> Exercise aim
Search the entries for lines that contain the word "trim", and report each one found.

=== Listed entries ===

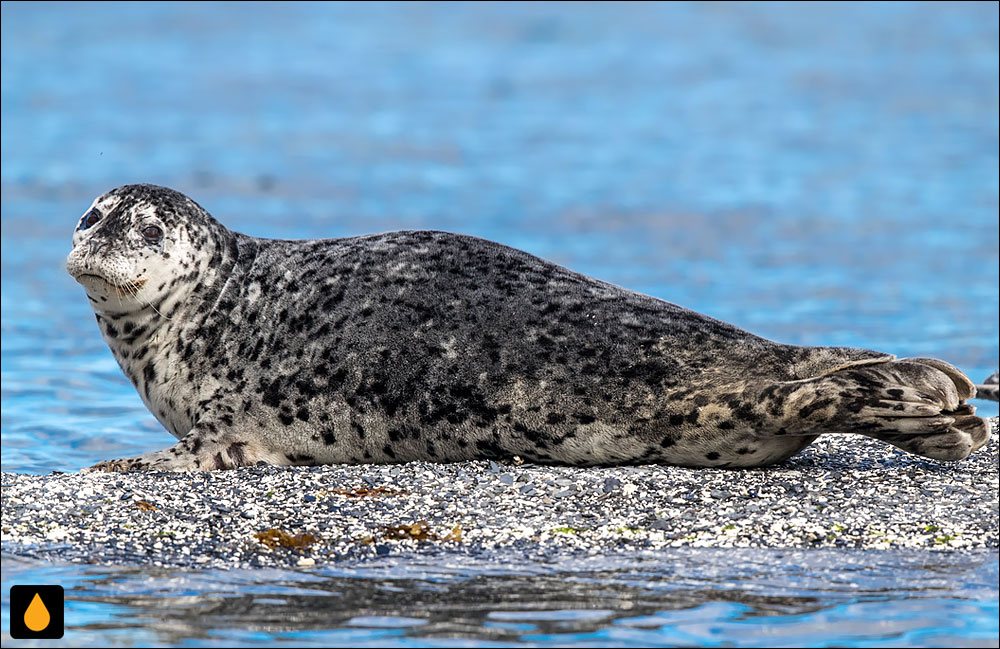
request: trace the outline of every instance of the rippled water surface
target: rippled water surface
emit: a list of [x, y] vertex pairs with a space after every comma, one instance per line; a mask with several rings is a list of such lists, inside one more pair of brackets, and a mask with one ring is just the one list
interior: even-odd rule
[[[982, 379], [1000, 355], [996, 4], [845, 5], [4, 3], [3, 469], [75, 471], [171, 441], [62, 267], [79, 215], [127, 182], [177, 188], [258, 236], [474, 234], [770, 338], [934, 356]], [[879, 573], [870, 592], [884, 596], [810, 586], [812, 604], [782, 608], [699, 599], [713, 587], [663, 577], [636, 587], [648, 603], [627, 614], [627, 567], [586, 573], [585, 592], [553, 566], [530, 579], [470, 568], [444, 585], [328, 575], [307, 595], [337, 612], [295, 638], [443, 643], [474, 627], [483, 643], [767, 644], [787, 631], [774, 637], [798, 644], [849, 628], [861, 635], [840, 642], [995, 644], [996, 558], [977, 561], [992, 590], [927, 593], [918, 576], [937, 572], [918, 562], [901, 590]], [[293, 595], [313, 588], [302, 574], [88, 570], [4, 559], [5, 584], [79, 584], [72, 611], [93, 643], [286, 637], [240, 621], [287, 618], [283, 606], [308, 617]], [[210, 584], [228, 594], [211, 596], [207, 626], [154, 623], [150, 602]], [[390, 603], [350, 617], [337, 604], [348, 584]], [[480, 585], [498, 603], [465, 620]], [[552, 590], [554, 608], [532, 599]], [[98, 622], [108, 611], [113, 629]], [[883, 634], [874, 618], [898, 625]]]
[[873, 550], [425, 557], [308, 573], [10, 561], [4, 597], [9, 582], [63, 583], [66, 638], [80, 644], [996, 646], [998, 574], [996, 552]]

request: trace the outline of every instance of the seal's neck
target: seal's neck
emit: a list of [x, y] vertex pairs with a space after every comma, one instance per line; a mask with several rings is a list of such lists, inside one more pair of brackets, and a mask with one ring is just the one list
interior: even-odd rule
[[202, 245], [198, 265], [159, 300], [115, 317], [97, 315], [118, 365], [150, 411], [178, 437], [193, 425], [181, 404], [196, 395], [182, 394], [180, 386], [190, 388], [191, 382], [176, 379], [200, 374], [195, 365], [211, 355], [228, 318], [226, 306], [238, 299], [235, 294], [257, 254], [253, 237], [225, 234], [213, 237], [210, 249]]

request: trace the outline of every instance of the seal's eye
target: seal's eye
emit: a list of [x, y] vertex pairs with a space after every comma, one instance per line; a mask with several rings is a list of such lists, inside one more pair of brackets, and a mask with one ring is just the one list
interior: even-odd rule
[[87, 216], [83, 217], [83, 222], [80, 224], [81, 230], [86, 230], [90, 226], [94, 225], [101, 220], [101, 213], [97, 210], [90, 210], [87, 212]]
[[147, 225], [142, 229], [142, 237], [150, 243], [156, 243], [163, 238], [163, 230], [155, 225]]

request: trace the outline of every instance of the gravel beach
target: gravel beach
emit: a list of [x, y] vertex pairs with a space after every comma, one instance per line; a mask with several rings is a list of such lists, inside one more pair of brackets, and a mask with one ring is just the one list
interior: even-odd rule
[[998, 547], [997, 419], [957, 464], [828, 435], [762, 470], [415, 462], [3, 474], [2, 549], [54, 561], [294, 567], [400, 553]]

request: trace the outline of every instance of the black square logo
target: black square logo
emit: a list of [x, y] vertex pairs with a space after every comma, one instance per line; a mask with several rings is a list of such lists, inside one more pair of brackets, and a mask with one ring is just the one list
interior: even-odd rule
[[19, 640], [63, 637], [63, 587], [11, 586], [10, 637]]

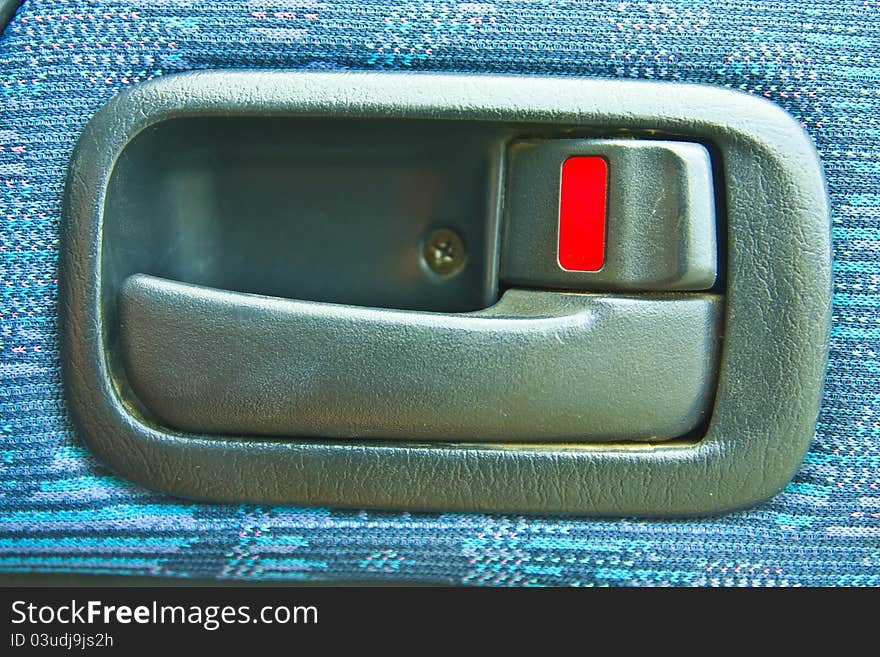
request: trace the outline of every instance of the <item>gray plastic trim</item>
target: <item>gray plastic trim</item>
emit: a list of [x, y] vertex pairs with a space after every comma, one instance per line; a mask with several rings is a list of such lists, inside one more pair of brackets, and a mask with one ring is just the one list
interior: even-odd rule
[[[559, 188], [569, 157], [608, 162], [605, 263], [558, 262]], [[718, 245], [709, 152], [640, 139], [518, 141], [508, 151], [501, 277], [512, 285], [584, 290], [708, 290]]]
[[[419, 444], [191, 435], [133, 413], [112, 376], [101, 226], [113, 164], [177, 116], [339, 115], [502, 121], [524, 136], [686, 138], [725, 189], [726, 306], [702, 439], [651, 445]], [[121, 476], [202, 500], [654, 516], [754, 504], [794, 474], [821, 400], [831, 300], [818, 158], [775, 105], [725, 89], [480, 75], [203, 72], [132, 87], [85, 128], [70, 163], [60, 269], [65, 386], [96, 457]]]
[[0, 34], [6, 29], [21, 6], [22, 0], [0, 0]]
[[[193, 117], [142, 130], [104, 201], [102, 285], [132, 274], [434, 312], [498, 300], [506, 135], [482, 123]], [[425, 241], [463, 243], [454, 275]], [[109, 319], [112, 323], [112, 318]]]
[[128, 381], [167, 426], [447, 442], [683, 436], [711, 410], [723, 306], [508, 290], [440, 314], [143, 275], [119, 298]]

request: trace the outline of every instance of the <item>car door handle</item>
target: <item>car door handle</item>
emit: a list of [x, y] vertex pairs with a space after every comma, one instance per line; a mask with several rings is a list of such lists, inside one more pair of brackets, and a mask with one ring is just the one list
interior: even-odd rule
[[134, 275], [129, 383], [189, 432], [646, 440], [707, 417], [718, 295], [511, 289], [470, 313], [279, 299]]
[[212, 71], [69, 163], [64, 380], [115, 472], [227, 502], [681, 515], [816, 426], [815, 149], [726, 89]]

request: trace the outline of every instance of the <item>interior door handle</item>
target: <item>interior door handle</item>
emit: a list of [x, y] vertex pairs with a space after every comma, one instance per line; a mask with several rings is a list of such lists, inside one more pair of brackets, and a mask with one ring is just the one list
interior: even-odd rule
[[718, 295], [508, 290], [470, 313], [386, 310], [128, 278], [129, 383], [189, 432], [644, 440], [707, 416]]
[[830, 325], [815, 149], [635, 81], [216, 71], [69, 163], [72, 416], [226, 502], [679, 515], [789, 481]]

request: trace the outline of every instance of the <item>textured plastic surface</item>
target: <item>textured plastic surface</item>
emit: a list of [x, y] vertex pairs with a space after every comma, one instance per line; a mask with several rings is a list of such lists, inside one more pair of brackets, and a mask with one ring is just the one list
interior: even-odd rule
[[128, 382], [179, 430], [577, 442], [705, 422], [723, 303], [508, 290], [443, 315], [133, 276], [120, 306]]
[[[524, 129], [555, 123], [711, 144], [726, 190], [727, 305], [715, 405], [702, 439], [648, 448], [282, 442], [171, 433], [132, 415], [105, 358], [97, 248], [119, 152], [167, 118], [316, 113], [509, 121]], [[743, 94], [500, 76], [168, 76], [120, 94], [90, 122], [71, 162], [65, 207], [62, 332], [74, 416], [99, 458], [177, 494], [395, 508], [717, 512], [779, 490], [813, 434], [830, 321], [824, 183], [800, 126]]]
[[[365, 0], [316, 7], [316, 18], [269, 0], [136, 6], [132, 16], [115, 0], [28, 0], [0, 40], [11, 83], [0, 102], [3, 570], [220, 583], [880, 584], [880, 99], [865, 95], [877, 79], [866, 56], [880, 51], [875, 6], [499, 0], [416, 15], [398, 0]], [[823, 408], [794, 479], [756, 508], [692, 522], [193, 503], [108, 472], [69, 420], [59, 370], [71, 153], [88, 119], [144, 76], [268, 67], [699, 82], [789, 112], [828, 178], [835, 254]]]
[[[461, 312], [497, 299], [497, 127], [332, 117], [178, 118], [122, 151], [103, 285], [147, 273], [237, 292]], [[454, 229], [464, 269], [421, 261]]]
[[[608, 162], [605, 258], [596, 270], [565, 267], [554, 252], [559, 172], [572, 156]], [[509, 148], [508, 171], [501, 272], [508, 284], [630, 291], [706, 290], [715, 284], [714, 181], [702, 145], [520, 140]]]

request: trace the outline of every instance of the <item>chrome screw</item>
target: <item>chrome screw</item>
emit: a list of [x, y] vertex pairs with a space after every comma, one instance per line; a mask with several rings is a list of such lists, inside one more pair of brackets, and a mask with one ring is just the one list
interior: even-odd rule
[[425, 239], [422, 258], [434, 273], [454, 276], [464, 267], [467, 254], [458, 233], [449, 228], [438, 228]]

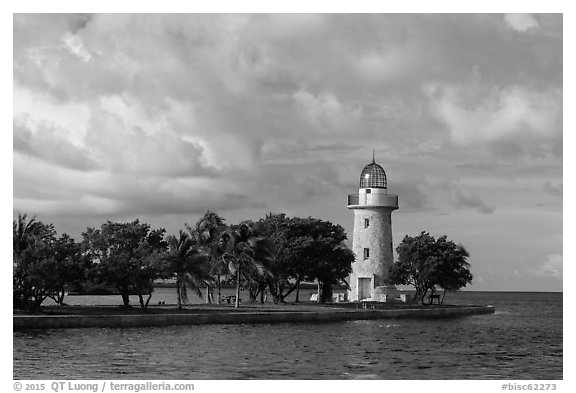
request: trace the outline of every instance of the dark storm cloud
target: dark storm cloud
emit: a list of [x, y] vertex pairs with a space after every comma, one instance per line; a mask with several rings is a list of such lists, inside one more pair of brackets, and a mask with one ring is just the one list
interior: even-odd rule
[[426, 193], [418, 186], [411, 182], [394, 183], [393, 193], [399, 196], [402, 210], [404, 211], [422, 211], [430, 209]]
[[16, 14], [14, 209], [340, 219], [375, 150], [419, 222], [497, 228], [555, 203], [552, 227], [562, 28], [559, 14]]
[[32, 133], [26, 126], [14, 126], [14, 151], [36, 157], [48, 164], [80, 171], [100, 169], [90, 152], [58, 137], [51, 127], [39, 127]]
[[494, 213], [496, 208], [486, 204], [470, 187], [453, 183], [449, 187], [452, 200], [456, 207], [473, 208], [483, 214]]

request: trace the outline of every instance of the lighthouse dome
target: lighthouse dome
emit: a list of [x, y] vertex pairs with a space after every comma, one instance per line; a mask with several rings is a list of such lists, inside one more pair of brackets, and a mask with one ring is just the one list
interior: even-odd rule
[[386, 188], [384, 168], [372, 161], [362, 169], [360, 188]]

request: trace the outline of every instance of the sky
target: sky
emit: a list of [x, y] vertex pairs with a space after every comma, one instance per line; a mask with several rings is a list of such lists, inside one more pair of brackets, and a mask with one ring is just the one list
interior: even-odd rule
[[13, 214], [77, 240], [208, 209], [342, 225], [372, 160], [394, 245], [471, 290], [561, 291], [560, 14], [15, 14]]

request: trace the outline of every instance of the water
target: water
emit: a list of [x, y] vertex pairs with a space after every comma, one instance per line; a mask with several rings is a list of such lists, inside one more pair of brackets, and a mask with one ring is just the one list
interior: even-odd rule
[[562, 379], [562, 294], [464, 292], [494, 315], [18, 331], [16, 379]]

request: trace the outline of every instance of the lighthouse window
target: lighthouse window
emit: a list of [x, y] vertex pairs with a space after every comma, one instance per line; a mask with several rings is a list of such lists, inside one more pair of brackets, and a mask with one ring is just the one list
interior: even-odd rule
[[370, 220], [365, 218], [364, 219], [364, 228], [368, 228], [370, 226]]
[[364, 249], [364, 259], [368, 259], [368, 258], [370, 258], [370, 249], [365, 248]]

===

> The completed task
request: trace the outline of every instance of the <item>gray plastic trim</item>
target: <item>gray plastic trim</item>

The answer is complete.